* _Entries from a point annotation set_
----------

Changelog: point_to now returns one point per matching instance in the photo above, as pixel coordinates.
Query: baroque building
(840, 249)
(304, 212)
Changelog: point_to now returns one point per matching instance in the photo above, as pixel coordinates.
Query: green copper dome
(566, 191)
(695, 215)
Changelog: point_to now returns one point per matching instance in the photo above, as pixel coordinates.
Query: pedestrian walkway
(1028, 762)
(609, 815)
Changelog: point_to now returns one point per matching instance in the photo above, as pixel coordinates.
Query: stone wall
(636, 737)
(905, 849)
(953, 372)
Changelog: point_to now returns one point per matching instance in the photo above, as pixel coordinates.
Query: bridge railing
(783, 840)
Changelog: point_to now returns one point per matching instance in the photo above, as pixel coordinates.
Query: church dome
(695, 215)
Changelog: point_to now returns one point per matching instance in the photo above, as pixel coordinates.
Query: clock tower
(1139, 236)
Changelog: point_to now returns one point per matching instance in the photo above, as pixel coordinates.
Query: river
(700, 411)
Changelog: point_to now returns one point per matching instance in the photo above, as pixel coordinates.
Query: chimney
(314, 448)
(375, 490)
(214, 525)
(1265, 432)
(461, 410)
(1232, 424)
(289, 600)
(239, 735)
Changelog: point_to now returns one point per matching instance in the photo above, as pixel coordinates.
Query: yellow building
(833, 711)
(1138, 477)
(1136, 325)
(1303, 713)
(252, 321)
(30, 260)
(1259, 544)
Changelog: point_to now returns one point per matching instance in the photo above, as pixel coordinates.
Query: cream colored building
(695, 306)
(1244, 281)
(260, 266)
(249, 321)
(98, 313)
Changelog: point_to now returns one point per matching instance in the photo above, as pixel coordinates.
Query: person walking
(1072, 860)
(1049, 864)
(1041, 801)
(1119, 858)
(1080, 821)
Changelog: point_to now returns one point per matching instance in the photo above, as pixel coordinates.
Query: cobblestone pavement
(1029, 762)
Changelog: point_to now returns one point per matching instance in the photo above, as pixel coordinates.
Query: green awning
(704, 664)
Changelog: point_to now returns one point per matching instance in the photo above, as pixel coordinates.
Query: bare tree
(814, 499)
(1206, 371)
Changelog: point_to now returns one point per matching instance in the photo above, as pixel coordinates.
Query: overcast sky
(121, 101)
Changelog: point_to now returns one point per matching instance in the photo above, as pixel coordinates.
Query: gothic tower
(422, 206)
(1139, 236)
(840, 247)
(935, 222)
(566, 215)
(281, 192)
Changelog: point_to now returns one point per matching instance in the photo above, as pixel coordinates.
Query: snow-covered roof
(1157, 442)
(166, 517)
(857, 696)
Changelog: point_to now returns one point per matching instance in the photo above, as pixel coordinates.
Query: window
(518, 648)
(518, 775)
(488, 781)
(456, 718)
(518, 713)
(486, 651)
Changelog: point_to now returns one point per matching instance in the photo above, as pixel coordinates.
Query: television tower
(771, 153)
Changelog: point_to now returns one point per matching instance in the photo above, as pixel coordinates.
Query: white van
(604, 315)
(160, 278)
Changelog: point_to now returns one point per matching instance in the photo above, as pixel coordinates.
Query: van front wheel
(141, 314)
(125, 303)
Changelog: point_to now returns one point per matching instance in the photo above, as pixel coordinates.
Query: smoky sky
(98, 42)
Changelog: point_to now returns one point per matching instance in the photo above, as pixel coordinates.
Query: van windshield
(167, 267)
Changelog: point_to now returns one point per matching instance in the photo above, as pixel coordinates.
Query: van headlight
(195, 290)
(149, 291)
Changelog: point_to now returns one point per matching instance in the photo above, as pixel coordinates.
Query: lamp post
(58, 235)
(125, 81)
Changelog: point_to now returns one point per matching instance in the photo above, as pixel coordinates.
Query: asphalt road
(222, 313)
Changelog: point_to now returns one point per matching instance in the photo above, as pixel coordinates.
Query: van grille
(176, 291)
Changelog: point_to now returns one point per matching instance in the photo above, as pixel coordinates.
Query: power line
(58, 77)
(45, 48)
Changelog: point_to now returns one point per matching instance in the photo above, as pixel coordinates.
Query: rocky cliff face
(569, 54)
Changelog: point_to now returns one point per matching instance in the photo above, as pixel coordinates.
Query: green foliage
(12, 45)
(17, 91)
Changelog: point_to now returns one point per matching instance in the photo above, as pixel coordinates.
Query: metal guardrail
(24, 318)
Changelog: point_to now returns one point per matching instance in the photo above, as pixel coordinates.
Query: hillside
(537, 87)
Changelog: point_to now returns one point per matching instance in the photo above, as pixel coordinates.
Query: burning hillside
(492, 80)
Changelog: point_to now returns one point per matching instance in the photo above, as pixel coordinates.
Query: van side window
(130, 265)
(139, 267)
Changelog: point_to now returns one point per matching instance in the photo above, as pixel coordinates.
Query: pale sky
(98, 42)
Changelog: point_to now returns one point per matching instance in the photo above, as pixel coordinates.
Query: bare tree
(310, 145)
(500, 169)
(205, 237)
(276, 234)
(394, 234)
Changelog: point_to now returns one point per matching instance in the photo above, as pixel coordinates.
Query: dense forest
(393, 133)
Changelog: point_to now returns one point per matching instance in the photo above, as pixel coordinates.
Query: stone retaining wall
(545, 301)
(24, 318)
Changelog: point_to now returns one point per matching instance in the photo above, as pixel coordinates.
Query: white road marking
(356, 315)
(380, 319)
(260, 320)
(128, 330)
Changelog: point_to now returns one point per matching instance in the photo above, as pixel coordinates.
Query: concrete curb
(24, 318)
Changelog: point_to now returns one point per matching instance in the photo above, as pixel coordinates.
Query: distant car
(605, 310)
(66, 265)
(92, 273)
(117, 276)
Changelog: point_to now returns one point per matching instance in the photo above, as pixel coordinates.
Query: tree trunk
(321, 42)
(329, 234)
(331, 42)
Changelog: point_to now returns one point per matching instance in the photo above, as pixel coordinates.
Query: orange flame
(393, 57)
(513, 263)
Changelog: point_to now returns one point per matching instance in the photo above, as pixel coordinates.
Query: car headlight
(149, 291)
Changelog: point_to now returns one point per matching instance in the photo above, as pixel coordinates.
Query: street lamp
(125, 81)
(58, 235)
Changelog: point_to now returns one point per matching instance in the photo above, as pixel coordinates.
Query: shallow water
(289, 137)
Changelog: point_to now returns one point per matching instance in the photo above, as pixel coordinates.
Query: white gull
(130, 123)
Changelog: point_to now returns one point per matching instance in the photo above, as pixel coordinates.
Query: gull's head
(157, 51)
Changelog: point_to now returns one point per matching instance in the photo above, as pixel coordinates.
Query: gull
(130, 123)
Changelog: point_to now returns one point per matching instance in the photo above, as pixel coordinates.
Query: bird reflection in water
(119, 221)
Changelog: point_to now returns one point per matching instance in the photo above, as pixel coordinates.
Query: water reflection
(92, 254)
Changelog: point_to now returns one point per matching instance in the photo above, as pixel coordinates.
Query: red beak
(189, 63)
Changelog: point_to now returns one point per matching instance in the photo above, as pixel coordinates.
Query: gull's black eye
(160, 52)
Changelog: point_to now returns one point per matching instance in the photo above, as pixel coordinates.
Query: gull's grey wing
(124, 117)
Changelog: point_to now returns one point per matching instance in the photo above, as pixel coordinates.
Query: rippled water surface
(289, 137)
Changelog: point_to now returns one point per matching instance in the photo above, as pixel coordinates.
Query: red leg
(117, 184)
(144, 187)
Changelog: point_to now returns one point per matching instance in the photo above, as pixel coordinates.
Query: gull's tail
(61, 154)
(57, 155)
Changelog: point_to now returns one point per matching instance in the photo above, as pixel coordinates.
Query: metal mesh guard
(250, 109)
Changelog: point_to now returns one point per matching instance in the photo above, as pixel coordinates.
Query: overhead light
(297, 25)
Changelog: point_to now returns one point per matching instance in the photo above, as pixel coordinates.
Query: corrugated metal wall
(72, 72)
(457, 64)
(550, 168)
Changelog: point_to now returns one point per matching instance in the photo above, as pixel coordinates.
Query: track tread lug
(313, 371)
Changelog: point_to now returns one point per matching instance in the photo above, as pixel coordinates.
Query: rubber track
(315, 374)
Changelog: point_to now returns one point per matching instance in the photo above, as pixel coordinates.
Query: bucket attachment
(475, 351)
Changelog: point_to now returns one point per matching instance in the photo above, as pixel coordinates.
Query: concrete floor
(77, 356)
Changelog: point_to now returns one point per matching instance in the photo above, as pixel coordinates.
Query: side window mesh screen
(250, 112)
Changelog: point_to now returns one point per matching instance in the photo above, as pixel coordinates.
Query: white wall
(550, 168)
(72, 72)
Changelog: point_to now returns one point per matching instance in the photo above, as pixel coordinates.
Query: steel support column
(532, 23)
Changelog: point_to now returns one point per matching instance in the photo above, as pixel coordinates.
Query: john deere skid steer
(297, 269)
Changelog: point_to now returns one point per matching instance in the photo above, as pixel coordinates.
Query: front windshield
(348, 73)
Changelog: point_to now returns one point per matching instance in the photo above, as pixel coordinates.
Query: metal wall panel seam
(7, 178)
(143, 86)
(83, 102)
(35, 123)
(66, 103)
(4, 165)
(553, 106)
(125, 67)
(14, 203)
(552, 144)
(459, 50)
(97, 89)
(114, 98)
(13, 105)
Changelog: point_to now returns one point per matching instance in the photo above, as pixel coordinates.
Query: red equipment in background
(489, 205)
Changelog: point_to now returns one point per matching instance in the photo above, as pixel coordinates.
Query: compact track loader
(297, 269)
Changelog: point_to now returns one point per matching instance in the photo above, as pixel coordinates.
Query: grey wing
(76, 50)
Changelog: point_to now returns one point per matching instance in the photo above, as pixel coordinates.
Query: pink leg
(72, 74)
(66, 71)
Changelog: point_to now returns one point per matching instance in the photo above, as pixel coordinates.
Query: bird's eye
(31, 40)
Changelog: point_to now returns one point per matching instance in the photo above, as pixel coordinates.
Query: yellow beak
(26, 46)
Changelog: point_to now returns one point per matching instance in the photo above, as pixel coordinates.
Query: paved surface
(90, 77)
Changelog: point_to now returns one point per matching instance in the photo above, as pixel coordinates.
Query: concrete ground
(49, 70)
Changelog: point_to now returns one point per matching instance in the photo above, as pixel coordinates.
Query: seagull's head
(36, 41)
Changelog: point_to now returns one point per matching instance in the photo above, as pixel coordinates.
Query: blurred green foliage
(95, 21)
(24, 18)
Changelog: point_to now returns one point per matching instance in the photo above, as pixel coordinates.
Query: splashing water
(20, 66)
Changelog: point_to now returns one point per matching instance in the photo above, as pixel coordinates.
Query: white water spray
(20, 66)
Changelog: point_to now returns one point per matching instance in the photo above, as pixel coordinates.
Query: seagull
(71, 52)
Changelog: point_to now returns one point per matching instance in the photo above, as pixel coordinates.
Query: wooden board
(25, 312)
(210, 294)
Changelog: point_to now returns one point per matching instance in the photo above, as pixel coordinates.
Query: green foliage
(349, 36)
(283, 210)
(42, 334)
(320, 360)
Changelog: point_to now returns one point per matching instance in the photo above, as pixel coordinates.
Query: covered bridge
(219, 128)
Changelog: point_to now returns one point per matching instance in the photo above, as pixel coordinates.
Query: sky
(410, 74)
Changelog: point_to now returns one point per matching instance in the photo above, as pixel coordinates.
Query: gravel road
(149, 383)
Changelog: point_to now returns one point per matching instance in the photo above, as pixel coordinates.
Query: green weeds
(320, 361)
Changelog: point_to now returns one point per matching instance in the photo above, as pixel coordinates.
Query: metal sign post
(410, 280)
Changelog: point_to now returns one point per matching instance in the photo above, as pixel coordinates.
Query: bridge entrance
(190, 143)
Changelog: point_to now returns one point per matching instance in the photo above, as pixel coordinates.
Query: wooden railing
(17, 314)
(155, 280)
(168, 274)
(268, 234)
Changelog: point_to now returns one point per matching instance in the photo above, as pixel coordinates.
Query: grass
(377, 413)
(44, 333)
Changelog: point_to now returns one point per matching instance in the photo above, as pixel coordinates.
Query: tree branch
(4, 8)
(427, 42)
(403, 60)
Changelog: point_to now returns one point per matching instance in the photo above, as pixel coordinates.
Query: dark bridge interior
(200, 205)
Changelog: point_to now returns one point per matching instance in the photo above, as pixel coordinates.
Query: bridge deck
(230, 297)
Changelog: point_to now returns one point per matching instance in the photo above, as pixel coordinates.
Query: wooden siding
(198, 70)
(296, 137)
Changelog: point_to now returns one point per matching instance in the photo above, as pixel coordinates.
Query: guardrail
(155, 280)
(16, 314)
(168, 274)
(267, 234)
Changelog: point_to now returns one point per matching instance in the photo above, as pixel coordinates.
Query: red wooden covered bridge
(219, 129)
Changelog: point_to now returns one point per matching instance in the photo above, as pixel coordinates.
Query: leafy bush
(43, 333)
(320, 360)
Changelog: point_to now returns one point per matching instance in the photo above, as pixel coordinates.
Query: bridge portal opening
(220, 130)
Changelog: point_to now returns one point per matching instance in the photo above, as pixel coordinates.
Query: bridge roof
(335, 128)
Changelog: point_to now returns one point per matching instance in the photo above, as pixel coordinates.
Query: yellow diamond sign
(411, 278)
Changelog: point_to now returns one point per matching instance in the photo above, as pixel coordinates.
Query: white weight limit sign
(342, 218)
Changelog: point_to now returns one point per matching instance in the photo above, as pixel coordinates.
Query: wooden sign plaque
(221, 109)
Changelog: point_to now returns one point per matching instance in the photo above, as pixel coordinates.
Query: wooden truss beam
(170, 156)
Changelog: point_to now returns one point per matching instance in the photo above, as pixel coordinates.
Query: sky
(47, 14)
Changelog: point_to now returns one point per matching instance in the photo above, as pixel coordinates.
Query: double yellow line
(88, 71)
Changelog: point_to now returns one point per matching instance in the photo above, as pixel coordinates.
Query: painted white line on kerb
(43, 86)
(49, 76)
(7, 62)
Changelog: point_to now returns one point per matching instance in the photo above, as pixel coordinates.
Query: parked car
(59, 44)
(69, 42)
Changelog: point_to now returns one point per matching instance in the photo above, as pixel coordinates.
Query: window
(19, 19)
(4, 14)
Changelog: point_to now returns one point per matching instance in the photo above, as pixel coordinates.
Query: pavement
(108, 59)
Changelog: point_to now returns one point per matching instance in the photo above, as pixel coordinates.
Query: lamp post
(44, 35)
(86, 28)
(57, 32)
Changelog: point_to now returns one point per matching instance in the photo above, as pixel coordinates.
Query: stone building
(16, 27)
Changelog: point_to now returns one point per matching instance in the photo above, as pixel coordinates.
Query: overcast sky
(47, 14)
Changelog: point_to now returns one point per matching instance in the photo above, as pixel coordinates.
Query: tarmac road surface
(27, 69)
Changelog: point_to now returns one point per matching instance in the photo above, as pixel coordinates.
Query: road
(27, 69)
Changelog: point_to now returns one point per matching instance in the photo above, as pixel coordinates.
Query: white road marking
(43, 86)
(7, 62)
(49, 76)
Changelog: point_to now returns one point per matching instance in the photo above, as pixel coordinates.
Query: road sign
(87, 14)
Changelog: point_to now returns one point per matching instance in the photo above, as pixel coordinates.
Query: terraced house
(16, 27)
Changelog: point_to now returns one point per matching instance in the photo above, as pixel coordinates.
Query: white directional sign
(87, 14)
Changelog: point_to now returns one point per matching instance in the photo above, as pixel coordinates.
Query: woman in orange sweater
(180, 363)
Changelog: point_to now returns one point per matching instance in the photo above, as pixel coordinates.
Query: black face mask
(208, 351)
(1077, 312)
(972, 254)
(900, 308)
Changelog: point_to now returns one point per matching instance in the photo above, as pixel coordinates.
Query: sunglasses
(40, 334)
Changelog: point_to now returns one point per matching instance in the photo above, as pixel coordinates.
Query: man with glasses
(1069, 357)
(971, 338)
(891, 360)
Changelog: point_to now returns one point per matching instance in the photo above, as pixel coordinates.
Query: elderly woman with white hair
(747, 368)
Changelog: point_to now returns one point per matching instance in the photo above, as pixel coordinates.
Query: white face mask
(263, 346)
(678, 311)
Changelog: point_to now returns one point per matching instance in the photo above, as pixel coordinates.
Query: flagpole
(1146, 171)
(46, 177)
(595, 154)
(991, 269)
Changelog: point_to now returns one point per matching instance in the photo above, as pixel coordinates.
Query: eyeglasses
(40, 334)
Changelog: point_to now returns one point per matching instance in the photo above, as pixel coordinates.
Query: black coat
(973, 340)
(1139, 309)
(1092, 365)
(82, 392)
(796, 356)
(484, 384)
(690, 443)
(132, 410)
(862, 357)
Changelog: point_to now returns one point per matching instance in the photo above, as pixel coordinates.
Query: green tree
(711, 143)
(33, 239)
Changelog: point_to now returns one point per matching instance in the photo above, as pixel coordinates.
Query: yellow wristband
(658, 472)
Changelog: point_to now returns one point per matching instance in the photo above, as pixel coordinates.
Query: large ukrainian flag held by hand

----------

* _Problem to work on_
Reproduce the listing word for word, starting at its first line and ending with the line containing "(1259, 544)", that line included.

* _Reply_
Changelog: point_to now returns one point per matching instance in the photo above, as pixel coordinates.
Query: baroque building
(840, 249)
(304, 212)
Changelog: point_to now returns one point per matching instance in the photo above, as pixel coordinates.
Query: green copper dome
(566, 191)
(695, 215)
Changelog: point_to now returns one point per matching instance in the photo above, as pixel coordinates.
Query: pedestrian walkway
(1028, 762)
(609, 815)
Changelog: point_to now returns one point per matching instance in the photo above, as pixel coordinates.
Query: stone wall
(636, 737)
(905, 849)
(953, 372)
Changelog: point_to now returns one point per matching instance in the photo above, as pixel coordinates.
Query: bridge railing
(783, 840)
Changelog: point_to now returns one point per matching instance in the photo above, as pixel coordinates.
Query: church dome
(695, 215)
Changelog: point_to now returns one point per matching instance in the photo above, as pixel coordinates.
Query: clock tower
(1139, 236)
Changelog: point_to now returns one point per matching instance in the photo above, as pixel coordinates.
Query: river
(700, 411)
Changelog: point_to now returns one point per matching instance in the photo above, as pixel coordinates.
Query: chimney
(314, 448)
(375, 490)
(214, 525)
(1265, 432)
(461, 410)
(1232, 424)
(289, 600)
(239, 735)
Changelog: point_to now returns one point per matching instance in the photo above, as pixel coordinates.
Query: yellow building
(833, 711)
(1138, 477)
(1136, 325)
(1303, 713)
(252, 321)
(30, 260)
(1259, 544)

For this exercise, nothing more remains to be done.